=== Work required ===
From the material below, extract every line that contains the string "bridesmaid". Case counts.

=== Dataset rows ===
— begin —
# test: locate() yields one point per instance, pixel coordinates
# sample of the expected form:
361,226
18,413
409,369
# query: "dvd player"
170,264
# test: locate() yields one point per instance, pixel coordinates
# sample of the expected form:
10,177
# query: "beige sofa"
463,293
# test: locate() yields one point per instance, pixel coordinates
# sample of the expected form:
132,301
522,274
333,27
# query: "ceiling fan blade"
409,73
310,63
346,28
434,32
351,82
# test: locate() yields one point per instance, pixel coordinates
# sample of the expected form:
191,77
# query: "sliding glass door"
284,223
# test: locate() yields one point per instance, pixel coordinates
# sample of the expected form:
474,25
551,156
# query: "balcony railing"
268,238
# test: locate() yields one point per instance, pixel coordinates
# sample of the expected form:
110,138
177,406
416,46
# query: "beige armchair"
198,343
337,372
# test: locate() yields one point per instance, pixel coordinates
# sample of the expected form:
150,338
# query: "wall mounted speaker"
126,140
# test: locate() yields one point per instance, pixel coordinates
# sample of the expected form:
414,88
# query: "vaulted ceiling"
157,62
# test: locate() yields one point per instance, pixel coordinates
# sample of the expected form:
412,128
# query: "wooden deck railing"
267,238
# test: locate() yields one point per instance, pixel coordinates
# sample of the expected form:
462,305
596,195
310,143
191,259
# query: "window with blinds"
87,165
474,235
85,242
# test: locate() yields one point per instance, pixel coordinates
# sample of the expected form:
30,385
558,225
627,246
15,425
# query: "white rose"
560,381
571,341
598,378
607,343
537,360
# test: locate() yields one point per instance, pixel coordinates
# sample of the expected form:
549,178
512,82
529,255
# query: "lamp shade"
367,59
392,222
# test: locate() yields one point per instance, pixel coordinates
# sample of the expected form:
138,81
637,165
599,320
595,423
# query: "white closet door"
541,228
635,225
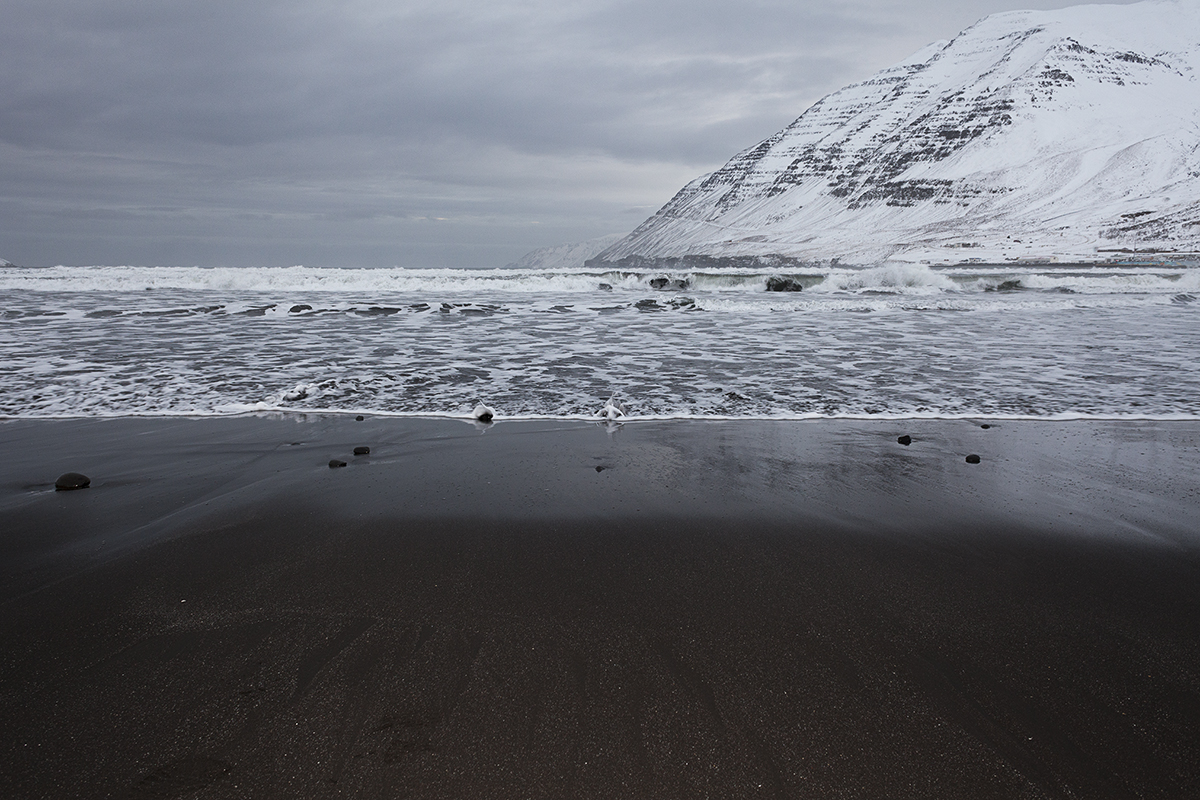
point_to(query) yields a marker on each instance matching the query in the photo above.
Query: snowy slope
(1069, 134)
(563, 257)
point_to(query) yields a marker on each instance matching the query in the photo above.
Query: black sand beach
(552, 609)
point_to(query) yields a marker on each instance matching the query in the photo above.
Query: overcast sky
(400, 132)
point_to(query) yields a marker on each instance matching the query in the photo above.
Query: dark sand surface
(731, 609)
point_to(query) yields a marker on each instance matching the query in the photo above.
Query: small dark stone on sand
(72, 481)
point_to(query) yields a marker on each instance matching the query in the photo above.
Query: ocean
(895, 341)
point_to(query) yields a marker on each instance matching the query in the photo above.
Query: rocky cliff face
(1069, 134)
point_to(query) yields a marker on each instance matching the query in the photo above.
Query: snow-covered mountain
(562, 257)
(1069, 134)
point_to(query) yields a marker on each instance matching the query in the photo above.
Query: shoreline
(739, 608)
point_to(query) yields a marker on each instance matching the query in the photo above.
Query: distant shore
(555, 608)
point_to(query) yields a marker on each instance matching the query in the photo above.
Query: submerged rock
(69, 481)
(780, 283)
(670, 283)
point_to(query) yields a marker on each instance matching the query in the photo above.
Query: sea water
(900, 341)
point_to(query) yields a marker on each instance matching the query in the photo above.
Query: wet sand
(552, 609)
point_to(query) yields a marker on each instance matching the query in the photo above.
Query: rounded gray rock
(69, 481)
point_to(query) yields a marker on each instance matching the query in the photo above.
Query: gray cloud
(456, 132)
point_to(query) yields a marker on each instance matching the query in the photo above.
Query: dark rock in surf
(69, 481)
(670, 283)
(779, 283)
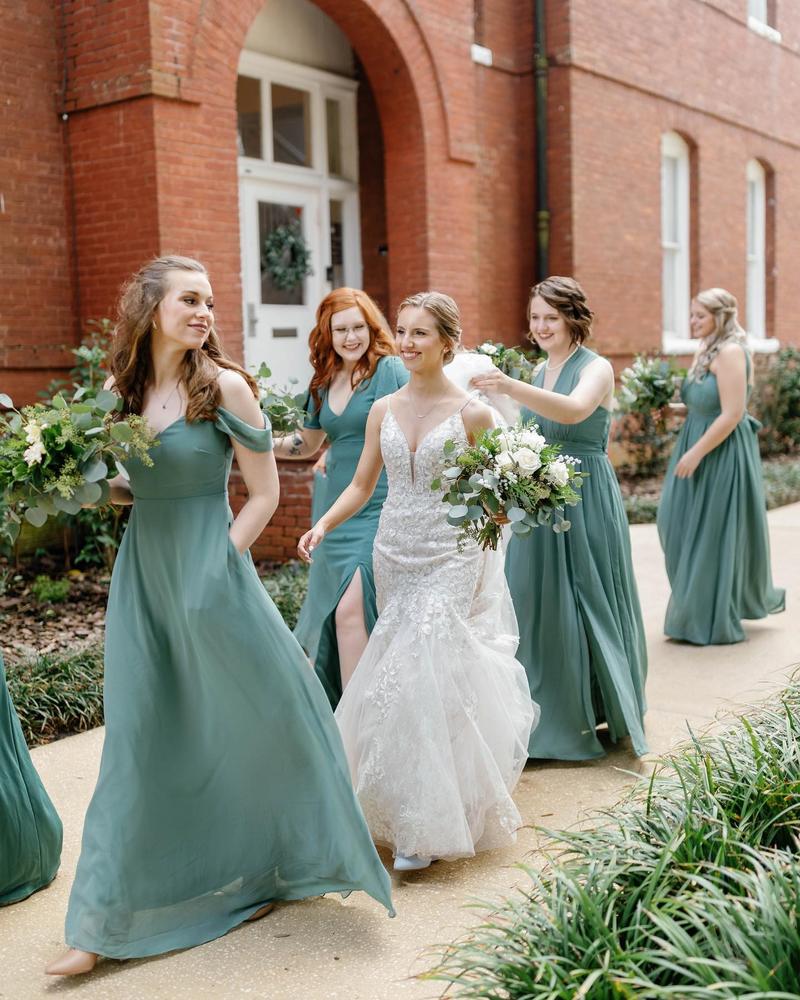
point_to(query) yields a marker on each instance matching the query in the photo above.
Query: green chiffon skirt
(30, 830)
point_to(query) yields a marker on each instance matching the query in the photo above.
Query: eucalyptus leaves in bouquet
(517, 362)
(285, 410)
(650, 383)
(510, 473)
(58, 455)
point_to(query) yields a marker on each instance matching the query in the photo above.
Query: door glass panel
(291, 125)
(333, 122)
(337, 247)
(270, 218)
(248, 110)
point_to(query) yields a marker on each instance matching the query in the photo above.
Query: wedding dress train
(437, 716)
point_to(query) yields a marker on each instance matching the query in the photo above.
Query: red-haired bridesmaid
(355, 363)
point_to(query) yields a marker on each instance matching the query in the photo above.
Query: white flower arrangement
(509, 474)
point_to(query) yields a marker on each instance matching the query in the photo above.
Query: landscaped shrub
(287, 586)
(58, 695)
(46, 590)
(776, 403)
(688, 889)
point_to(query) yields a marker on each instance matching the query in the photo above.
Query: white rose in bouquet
(558, 473)
(527, 460)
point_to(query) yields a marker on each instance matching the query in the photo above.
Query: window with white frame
(761, 19)
(675, 264)
(756, 302)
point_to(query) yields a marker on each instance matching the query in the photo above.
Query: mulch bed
(30, 628)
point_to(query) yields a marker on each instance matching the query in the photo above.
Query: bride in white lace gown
(437, 716)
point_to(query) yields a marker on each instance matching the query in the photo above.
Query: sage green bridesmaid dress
(582, 640)
(349, 549)
(713, 528)
(30, 830)
(223, 782)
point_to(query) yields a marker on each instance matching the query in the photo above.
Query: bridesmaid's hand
(688, 464)
(309, 542)
(494, 381)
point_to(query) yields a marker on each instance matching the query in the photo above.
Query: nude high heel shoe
(72, 963)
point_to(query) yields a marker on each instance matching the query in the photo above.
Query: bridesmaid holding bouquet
(223, 783)
(581, 633)
(712, 518)
(355, 363)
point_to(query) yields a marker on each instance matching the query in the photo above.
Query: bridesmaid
(717, 560)
(581, 634)
(223, 784)
(355, 362)
(30, 830)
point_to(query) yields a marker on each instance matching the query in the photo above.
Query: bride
(436, 718)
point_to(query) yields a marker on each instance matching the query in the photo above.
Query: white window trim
(674, 341)
(321, 85)
(765, 30)
(756, 261)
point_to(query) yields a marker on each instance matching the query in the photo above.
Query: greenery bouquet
(516, 362)
(509, 474)
(58, 455)
(285, 410)
(648, 384)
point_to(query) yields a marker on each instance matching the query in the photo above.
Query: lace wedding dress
(437, 716)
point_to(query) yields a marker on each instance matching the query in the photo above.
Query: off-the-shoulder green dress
(30, 830)
(223, 782)
(713, 528)
(582, 638)
(348, 549)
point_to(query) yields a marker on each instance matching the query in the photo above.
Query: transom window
(295, 120)
(675, 263)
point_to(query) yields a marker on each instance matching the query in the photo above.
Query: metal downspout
(542, 205)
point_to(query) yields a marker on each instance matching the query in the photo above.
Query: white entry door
(279, 320)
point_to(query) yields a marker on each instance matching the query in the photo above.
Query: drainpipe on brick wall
(542, 207)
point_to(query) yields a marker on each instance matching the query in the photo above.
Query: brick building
(649, 147)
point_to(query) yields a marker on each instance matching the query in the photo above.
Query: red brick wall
(736, 105)
(37, 313)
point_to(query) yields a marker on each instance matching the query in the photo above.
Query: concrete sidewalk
(329, 948)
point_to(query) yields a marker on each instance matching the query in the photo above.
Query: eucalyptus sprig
(59, 455)
(510, 473)
(285, 410)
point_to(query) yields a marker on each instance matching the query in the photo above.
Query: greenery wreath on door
(286, 257)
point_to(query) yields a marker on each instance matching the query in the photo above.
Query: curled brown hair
(567, 296)
(445, 313)
(323, 357)
(130, 361)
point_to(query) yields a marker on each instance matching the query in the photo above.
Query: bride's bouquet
(58, 455)
(509, 474)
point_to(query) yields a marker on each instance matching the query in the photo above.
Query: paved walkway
(328, 948)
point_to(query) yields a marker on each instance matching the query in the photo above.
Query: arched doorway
(299, 127)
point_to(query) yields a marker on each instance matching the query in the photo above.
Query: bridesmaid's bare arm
(731, 370)
(595, 385)
(259, 470)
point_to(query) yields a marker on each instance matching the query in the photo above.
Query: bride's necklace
(421, 416)
(554, 368)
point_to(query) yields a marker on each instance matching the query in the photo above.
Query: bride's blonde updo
(724, 308)
(445, 314)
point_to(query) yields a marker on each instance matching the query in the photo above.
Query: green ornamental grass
(688, 889)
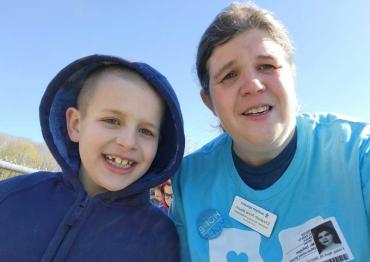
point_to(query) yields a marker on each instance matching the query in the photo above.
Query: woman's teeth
(119, 162)
(257, 110)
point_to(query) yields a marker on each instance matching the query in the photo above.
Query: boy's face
(118, 136)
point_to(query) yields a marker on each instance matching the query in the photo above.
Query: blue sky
(38, 38)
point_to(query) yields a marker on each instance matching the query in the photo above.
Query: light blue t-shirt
(328, 181)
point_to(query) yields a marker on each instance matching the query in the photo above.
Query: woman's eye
(229, 76)
(112, 121)
(146, 132)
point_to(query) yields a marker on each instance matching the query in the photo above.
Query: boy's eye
(146, 132)
(112, 121)
(266, 68)
(229, 76)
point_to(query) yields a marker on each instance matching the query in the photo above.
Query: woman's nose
(251, 84)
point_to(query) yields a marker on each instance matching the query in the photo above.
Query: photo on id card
(318, 240)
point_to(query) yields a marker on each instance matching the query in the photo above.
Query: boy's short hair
(89, 83)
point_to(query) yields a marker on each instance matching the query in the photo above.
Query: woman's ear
(207, 100)
(73, 118)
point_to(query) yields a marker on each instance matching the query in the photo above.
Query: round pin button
(210, 224)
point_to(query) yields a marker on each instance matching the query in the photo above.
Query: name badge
(253, 216)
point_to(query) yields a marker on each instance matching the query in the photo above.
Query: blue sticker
(210, 224)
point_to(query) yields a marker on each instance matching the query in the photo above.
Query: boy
(121, 135)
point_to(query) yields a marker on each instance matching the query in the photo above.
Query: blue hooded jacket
(48, 216)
— end —
=== Answer to this task ===
Query: red-haired bridesmaid
Query: sage green bridesmaid dress
Query: bridesmaid's hand
Query: bridesmaid holding bouquet
Query: bridesmaid
Query: bridesmaid's bare arm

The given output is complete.